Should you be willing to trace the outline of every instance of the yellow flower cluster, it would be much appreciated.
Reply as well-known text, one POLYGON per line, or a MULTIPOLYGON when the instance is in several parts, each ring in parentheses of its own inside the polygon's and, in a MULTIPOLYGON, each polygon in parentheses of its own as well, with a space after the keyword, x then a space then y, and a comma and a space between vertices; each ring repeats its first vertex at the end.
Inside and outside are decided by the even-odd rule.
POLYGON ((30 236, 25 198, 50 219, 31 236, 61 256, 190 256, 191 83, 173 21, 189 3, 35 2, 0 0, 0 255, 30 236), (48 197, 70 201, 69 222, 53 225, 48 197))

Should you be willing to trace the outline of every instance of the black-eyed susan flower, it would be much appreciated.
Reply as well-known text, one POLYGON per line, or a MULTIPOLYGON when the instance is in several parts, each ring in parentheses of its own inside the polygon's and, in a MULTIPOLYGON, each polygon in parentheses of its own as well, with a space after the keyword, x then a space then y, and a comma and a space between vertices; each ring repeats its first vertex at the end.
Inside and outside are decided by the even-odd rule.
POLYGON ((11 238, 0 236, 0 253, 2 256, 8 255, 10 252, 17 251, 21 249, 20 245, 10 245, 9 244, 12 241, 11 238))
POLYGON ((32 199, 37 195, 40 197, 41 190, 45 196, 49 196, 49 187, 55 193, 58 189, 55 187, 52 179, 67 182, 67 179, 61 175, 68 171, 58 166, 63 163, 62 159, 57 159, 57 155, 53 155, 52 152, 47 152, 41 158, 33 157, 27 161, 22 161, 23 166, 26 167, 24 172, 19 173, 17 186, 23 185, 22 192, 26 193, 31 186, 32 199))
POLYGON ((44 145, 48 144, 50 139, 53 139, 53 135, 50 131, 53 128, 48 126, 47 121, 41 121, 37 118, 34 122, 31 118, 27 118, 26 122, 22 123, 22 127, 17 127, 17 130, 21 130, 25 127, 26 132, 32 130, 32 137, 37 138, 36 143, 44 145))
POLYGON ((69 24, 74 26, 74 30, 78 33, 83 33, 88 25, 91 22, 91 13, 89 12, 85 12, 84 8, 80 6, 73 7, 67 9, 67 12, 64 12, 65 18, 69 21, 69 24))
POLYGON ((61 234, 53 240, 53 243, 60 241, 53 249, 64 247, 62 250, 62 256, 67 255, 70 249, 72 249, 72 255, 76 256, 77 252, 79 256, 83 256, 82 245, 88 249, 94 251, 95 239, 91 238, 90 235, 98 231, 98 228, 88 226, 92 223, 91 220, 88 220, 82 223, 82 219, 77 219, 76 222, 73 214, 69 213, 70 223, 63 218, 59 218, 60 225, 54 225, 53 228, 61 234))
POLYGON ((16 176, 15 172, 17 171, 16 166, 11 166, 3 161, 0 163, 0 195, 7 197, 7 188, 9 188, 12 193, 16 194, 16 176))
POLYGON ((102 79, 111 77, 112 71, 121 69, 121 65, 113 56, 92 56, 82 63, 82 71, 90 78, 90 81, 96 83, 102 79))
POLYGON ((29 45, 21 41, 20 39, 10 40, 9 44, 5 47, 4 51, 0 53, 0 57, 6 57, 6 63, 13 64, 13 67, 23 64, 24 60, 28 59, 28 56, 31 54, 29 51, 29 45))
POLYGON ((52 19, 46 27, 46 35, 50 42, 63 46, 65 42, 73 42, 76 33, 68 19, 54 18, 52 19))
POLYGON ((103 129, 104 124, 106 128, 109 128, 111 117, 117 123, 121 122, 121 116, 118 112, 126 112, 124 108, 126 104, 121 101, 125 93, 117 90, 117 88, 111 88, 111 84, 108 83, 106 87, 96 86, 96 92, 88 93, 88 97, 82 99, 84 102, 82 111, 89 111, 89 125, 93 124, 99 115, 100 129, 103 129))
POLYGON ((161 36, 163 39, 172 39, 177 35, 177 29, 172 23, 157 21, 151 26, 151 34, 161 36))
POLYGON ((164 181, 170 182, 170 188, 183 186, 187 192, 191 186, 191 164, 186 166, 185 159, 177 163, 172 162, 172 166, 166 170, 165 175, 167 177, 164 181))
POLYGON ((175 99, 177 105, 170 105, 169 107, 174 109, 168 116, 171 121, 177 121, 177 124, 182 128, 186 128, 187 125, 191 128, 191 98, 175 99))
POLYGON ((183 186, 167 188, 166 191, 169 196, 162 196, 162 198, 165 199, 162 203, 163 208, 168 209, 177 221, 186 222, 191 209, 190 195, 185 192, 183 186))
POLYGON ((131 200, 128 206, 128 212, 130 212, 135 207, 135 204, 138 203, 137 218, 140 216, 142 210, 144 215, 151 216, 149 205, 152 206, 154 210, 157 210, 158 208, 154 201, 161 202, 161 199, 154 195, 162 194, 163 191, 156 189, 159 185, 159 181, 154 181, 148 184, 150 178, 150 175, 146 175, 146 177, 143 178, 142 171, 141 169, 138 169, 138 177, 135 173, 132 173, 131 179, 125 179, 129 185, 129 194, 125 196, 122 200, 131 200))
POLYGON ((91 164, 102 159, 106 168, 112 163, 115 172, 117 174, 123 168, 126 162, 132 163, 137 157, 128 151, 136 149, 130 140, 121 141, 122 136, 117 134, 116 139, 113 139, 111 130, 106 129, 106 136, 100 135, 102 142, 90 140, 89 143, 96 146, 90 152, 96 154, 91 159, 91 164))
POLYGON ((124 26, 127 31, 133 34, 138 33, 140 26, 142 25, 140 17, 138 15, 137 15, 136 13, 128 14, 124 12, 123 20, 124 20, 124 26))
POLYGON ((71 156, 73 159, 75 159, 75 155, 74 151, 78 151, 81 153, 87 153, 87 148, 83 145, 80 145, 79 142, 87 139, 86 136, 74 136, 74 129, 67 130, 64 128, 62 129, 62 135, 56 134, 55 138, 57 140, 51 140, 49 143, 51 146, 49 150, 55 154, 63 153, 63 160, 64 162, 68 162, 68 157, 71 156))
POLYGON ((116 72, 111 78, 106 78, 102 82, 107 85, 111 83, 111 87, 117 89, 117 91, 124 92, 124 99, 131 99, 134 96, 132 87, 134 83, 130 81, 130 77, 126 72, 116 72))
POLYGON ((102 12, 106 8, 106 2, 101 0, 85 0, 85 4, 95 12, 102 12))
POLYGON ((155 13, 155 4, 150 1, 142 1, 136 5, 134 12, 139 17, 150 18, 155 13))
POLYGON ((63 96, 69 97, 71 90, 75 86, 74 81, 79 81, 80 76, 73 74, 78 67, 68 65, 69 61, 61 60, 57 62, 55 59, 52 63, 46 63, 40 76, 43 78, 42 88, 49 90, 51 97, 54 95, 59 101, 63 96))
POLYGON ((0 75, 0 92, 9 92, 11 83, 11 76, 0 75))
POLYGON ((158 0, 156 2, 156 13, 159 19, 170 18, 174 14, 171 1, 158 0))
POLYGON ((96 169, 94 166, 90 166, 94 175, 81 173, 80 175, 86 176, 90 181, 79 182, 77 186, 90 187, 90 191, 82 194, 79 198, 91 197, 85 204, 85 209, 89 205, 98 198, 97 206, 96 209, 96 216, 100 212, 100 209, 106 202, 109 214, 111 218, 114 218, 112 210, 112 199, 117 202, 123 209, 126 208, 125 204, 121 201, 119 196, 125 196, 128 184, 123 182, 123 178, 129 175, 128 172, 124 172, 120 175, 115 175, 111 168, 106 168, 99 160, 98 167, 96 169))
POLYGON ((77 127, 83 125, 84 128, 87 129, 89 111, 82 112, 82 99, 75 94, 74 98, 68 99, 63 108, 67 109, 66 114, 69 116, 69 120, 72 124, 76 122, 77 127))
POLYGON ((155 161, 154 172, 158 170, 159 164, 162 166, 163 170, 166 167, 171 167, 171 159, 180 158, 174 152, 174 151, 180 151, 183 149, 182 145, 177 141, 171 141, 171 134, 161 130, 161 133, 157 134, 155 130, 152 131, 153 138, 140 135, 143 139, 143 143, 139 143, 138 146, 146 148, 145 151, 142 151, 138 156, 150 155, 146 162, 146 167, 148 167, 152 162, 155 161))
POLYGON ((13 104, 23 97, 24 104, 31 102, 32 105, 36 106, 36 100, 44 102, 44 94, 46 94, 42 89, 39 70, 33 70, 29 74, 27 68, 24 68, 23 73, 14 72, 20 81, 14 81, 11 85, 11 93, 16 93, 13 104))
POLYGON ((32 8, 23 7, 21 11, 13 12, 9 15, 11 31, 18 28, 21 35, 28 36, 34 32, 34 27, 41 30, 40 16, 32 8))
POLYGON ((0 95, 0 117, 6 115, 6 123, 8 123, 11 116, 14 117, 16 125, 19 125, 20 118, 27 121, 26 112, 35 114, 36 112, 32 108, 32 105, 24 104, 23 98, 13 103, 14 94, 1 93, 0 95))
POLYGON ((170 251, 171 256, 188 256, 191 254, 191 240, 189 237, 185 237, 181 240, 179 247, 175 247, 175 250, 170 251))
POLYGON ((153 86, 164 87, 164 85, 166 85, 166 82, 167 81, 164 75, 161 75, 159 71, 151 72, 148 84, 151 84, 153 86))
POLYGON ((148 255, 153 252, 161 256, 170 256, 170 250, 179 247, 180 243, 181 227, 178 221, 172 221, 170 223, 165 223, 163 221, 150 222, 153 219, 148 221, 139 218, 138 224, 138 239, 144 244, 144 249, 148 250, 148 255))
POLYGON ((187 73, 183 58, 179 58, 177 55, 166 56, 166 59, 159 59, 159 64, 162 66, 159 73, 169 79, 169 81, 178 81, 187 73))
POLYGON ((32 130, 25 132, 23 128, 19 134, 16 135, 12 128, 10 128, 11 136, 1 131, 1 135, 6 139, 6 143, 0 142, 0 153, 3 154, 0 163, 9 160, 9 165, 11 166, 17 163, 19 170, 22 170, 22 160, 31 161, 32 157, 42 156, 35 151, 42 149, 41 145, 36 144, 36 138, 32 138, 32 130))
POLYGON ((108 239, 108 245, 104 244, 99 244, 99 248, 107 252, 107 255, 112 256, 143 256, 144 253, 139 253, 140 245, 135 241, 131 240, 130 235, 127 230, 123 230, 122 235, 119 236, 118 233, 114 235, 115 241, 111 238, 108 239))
• • • • • • •
● STATED TASK:
Copy the items from the line with "flower, it would be much appreciated." up to and including the line with "POLYGON ((69 24, 74", swapping "black-eyed susan" for "coneflower" and leaving everything else unchanged.

● RESPONSE TO THE EXERCISE:
Should you be willing to trace the outline of every instance of the coneflower flower, it would be much appreciated.
Reply as well-known text, one POLYGON per line, or a MULTIPOLYGON when the instance is in several parts, each ring in parentheses of its own inside the polygon's and, in a MULTIPOLYGON, each polygon in parentheses of its own as well, with a space after the keyword, x then a space then y, and a comma and a space between vertices; each ring repeats its first vertex at the end.
Inside and outside are decided by the even-odd rule.
POLYGON ((11 238, 0 236, 0 253, 2 256, 8 255, 10 252, 17 251, 21 249, 20 245, 10 245, 9 244, 12 241, 11 238))
POLYGON ((32 199, 37 195, 40 197, 41 190, 45 196, 49 196, 49 187, 55 193, 58 189, 55 187, 52 179, 67 182, 67 179, 61 175, 68 171, 58 166, 63 163, 62 159, 57 159, 57 155, 53 155, 52 152, 47 152, 41 158, 33 157, 27 161, 22 161, 23 166, 26 167, 24 172, 19 173, 17 186, 23 185, 22 192, 26 193, 31 186, 32 199))
POLYGON ((44 145, 48 144, 50 139, 53 139, 53 135, 50 131, 53 128, 48 126, 47 121, 41 121, 37 118, 34 122, 31 118, 27 118, 26 122, 22 123, 22 127, 17 127, 17 130, 21 130, 25 127, 26 132, 32 130, 32 137, 37 138, 36 143, 44 145))
POLYGON ((69 24, 74 26, 74 30, 78 33, 83 33, 88 25, 91 22, 91 13, 89 12, 85 12, 84 8, 80 6, 73 7, 67 9, 67 12, 64 12, 65 18, 69 21, 69 24))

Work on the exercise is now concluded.